• Your goal: Continue the news report about the study on removing the North Adams overpass, starting right after its final sentence.

• Source text:
○ ○ ○ ○ ○
The results of the feasibility study by Stoss Landscape Urbanism weren't really a surprise. The options of "repair, replace and remove" kept pointing to the same conclusion as early as last April
 
"I was the biggest skeptic on the team going into this project," said Commissioner of Public Services Timothy Lescarbeau. "And in our very last meeting, I got up and said, 'I think we should tear this damn bridge down.'"
 
Lescarbeau's statement was greeted with loud applause on Friday afternoon as dozens of residents and officials gathered at Massachusetts Museum of Contemporary Art to hear the final recommendations of the study, funded through a $750,000 federal Reconnecting Communities grant
 
The Central Artery Project had slashed through the heart of the city back in the 1960s, with the promise of an "urban renewal" that never came. It left North Adams with an aging four-lane highway that bisected the city and created a physical and psychological barrier.
 
How to connect Mass MoCA with the downtown has been an ongoing debate since its opening in 1999. Once thousands of Sprague Electric workers had spilled out of the mills toward Main Street; now it was a question of how to get day-trippers to walk through the parking lots and daunting traffic lanes. 
 
The grant application was the joint effort of Mass MoCA and the city; Mayor Jennifer Macksey pointed to Carrie Burnett, the city's grants officer, and Jennifer Wright, now executive director of the North Adams Partnership, for shepherding the grant through. 
 
The report, available here on the city's website, is 115 pages of history, engineering, traffic design, and possibilities for renewal, economic development and pedestrian access. The appendices are 551 pages. 
 
The summary presentation was made by Chris Reed, founding director of Stoss, with help from senior associate Chelsea Kilburn.
 
Reed said the study received more than 5,000 individual inputs over the past 10 months, which he thought was amazing for a communities this size. 
 
"You told us we need safer pedestrian crossings. We need more spaces for people and bicyclists. We need central community gathering spaces for this community to come together, right? We want to rediscover our river. It's hidden right by all the infrastructure that's out there. We want flexible space," he said. 
 
"This is a community that's ready for change. You've told us that very clearly."
 
Initial designs envision restoring Center Street and reducing the lanes on Route 2; Reed pointed out that North Adams is the only community west of Athol where the highway has four lanes and it's only six blocks — while the traffic is lower. 
 
The removal of the overpass would not only capture people moving east or west, or from the museum, it would open a rather forbidding area of the city to more pedestrian and bike access.
○ ○ ○ ○ ○
• Records shown:

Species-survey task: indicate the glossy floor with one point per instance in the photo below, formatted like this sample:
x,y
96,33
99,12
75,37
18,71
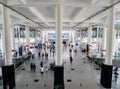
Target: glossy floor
x,y
82,73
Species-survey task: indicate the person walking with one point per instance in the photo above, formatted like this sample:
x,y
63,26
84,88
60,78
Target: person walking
x,y
34,67
41,64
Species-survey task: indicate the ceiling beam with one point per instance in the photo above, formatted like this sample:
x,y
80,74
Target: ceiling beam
x,y
36,13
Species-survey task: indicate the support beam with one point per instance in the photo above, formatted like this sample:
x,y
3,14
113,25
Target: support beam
x,y
7,35
58,11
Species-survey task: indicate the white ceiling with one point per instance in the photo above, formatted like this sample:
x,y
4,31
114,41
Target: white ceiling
x,y
74,11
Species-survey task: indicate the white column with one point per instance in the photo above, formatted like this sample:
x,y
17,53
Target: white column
x,y
12,32
7,35
43,39
104,37
35,35
97,43
58,14
89,35
27,36
73,36
110,36
81,36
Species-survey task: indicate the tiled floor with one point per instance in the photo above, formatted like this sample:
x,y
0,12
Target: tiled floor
x,y
83,74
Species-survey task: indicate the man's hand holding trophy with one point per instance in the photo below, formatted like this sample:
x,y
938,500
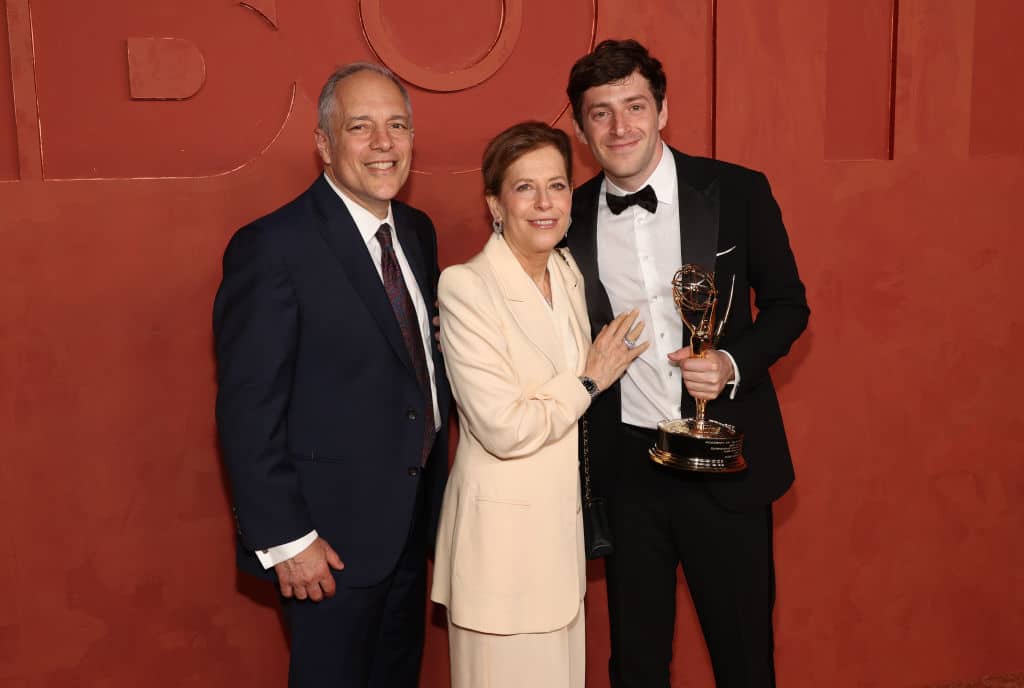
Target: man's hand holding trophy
x,y
698,443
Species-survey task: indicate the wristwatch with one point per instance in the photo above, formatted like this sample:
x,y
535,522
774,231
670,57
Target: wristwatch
x,y
590,386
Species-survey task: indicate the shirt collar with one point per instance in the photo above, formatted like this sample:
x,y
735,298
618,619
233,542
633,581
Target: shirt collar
x,y
366,222
663,179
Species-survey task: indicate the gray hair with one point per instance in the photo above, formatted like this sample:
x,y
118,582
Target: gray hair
x,y
326,104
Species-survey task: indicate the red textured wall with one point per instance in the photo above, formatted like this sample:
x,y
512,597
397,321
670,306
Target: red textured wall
x,y
893,135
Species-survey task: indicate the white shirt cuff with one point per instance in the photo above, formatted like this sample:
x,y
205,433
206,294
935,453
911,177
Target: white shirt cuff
x,y
735,380
274,555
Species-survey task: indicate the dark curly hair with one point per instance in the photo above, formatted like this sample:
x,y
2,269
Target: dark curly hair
x,y
613,60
○ ○ ○ ○ ○
• Task answer:
 
This would include extending Veterans Memorial Park and opening up areas for the long-promised housing and retail development. It also envisions creating a greenway and river access on Marshall to induce people to make their way downtown. 
 
"We have the opportunity to create two new community destinations, closing part of Center Street around Veterans Park, to give that space the tranquility and honor that it really deserves, and to really extend the life and usability of that space, and also to create a new waterfront plaza right on the river, right at the front door Mass MoCA, and to connect this with a tree-lined boulevard," Reed said. "That is a central move that creates a new sense of community, a new sense of connectivity and a new identity for the downtown, but it also then sets up opportunity for new development, particularly in the St. Anthony's lot and on some of Mass Moca properties right along Marshall Street."
 
A lot of the questions that followed were about traffic, particularly truck traffic on Main Street, East Main and Eagle. Reed said a lot of thought had gone into redirecting traffic, using roundabouts and traffic calming measures. The main access west would be West Main Street, the original route, which will require some engineering of the road and intersection to make it two-way again. Most of that design work will be done once the project moves forward.
 
And will it move forward? Reed pointed to former Gov. Mitt Romney's pet project to build a direct highway overpass at the Sagamore Rotary — he got it done in one term. 
 
"Because there was support at all levels — local, state, federal government — and you need community members to do that," he said.  
 
"We're going to need money guys, so start shaking those trees. No matter who's president, North Adams is going to fund this project one way or the other," said Macksey, pledging that the falling down bridge will eventually come down (after a short-term fix). "There's a lot more work to come, and there's a lot more community engagement that's going to occur now with the state and the federal government, one would hope we would get another Reconnecting Communities."
 
Kristen Elechko, director of the governor's office in Western Mass, took the microphone to say the Healey administration "really believes in this project."
 
Mass MoCA Director Kristy Edmunds sees the project as not only a way to heal an urban wound but something that shows optimism can change things, and that city can heal. 
 
"The other way that this matters is that when we start to normalize something that is a deep and profound scar, we also end up normalizing a certain kind of pessimism that a community voice may not actually be able to move the needle," said Edmunds. "This moved the needle, y'all, and it also moved that needle from 'it's too daunting, it'll never happen' into 'it is possible.' Here's the proof, and here's a way forward."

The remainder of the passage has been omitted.